PROVIDED ENTRIES:
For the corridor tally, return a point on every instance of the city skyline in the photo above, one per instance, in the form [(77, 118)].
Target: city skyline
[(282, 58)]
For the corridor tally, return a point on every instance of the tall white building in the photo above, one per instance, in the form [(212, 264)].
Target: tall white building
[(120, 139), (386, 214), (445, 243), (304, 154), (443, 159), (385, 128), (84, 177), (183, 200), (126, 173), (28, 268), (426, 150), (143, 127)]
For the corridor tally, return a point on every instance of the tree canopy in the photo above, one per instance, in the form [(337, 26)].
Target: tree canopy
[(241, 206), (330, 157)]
==
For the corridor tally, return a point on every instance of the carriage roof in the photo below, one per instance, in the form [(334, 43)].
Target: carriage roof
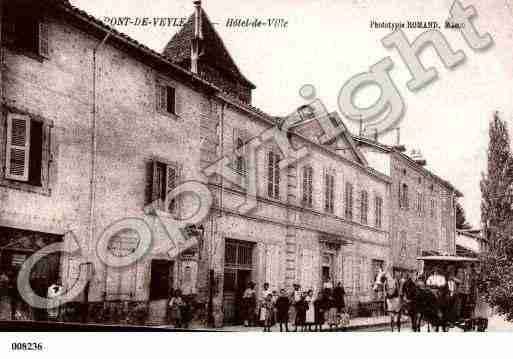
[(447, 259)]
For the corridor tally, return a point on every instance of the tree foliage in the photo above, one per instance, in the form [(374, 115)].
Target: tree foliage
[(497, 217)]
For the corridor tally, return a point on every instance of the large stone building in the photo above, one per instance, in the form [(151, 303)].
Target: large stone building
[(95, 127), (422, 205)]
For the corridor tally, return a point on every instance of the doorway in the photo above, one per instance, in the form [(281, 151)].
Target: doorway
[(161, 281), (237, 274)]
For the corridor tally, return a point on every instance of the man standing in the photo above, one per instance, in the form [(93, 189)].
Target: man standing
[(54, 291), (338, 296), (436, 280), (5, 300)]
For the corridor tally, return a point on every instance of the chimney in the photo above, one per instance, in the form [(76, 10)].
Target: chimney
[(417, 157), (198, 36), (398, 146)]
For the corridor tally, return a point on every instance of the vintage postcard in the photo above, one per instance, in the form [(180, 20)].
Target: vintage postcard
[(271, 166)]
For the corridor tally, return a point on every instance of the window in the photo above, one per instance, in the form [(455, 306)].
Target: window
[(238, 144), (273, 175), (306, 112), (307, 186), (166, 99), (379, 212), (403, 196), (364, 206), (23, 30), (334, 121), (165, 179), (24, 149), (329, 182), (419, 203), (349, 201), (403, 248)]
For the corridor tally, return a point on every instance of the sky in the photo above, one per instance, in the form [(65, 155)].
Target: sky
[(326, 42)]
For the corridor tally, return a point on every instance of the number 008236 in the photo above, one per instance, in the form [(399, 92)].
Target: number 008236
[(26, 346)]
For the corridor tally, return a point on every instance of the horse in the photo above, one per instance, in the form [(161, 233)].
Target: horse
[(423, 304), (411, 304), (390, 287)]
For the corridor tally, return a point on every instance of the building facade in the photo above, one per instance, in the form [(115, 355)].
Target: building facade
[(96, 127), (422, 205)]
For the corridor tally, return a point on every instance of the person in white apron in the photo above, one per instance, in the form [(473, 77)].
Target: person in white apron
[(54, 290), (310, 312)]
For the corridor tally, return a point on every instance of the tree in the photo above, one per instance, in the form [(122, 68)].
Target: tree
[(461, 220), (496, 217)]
---
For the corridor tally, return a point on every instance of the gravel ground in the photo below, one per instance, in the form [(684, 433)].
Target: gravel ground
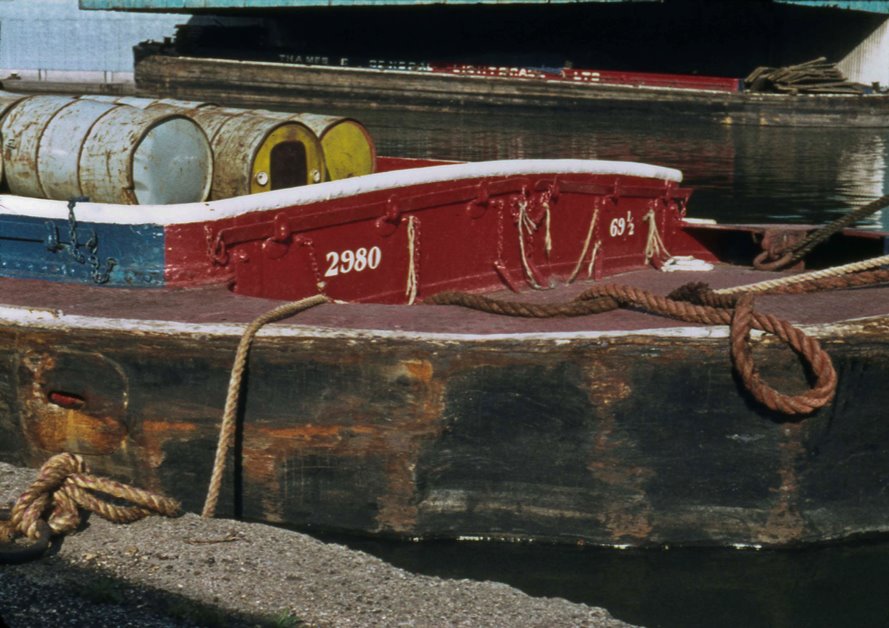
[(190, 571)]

WHAT IS REQUIRED:
Render the entries starting at the line that contains "form [(334, 43)]." and ending at the line that contains "201), (403, 248)]" as a two-column CSV with the headers entry_text and points, one row per entry. Put each entry's text and its answer in one quoted field each, with line breaks replaced by spaces, and leave the pictures out.

OUTPUT OF THE EXERCISE:
entry_text,points
"For the corridor tally, return a point on every instance of the carriage roof in the photo below, one per instance, in the form [(334, 43)]. Target: carriage roof","[(447, 259)]"
"For the corridor tally, return a point on every instance of the tree foliage in the photo above, one per instance, in the form [(374, 115)]. Target: tree foliage","[(497, 217)]"
"For the corridor tally, return a point on every instance of the large stone building in the photo above, one per instance, in the form [(151, 303)]. Target: large stone building","[(95, 127), (422, 205)]"
"For the corridor tally, return a point on every instance of the doorway in the photo above, one per instance, in the form [(281, 151)]. Target: doorway","[(161, 281), (237, 274)]"
"For the corridor tally, return a point on every instance of the man standing in the photo above, one per instance, in the form [(93, 189)]. Target: man standing","[(54, 291), (338, 296), (436, 280), (5, 300)]"
"For the corridor tally, return a point on every instance of the chimney in the photo above, one per instance, in the form [(76, 10)]. Target: chimney","[(417, 157), (198, 36), (398, 146)]"
"For the corridor tally, return a point on every instance of the vintage postcard in the photo above, one per instance, in the form [(180, 20)]. Target: vintage postcard","[(271, 166)]"
"For the corridor tally, return a point on every instance of the window in the photo above, one per instance, in the form [(455, 306)]. Target: window","[(238, 144), (273, 175), (306, 112), (307, 186), (166, 99), (379, 212), (403, 196), (364, 206), (23, 30), (334, 121), (165, 179), (24, 149), (329, 182), (419, 203), (349, 201), (403, 248)]"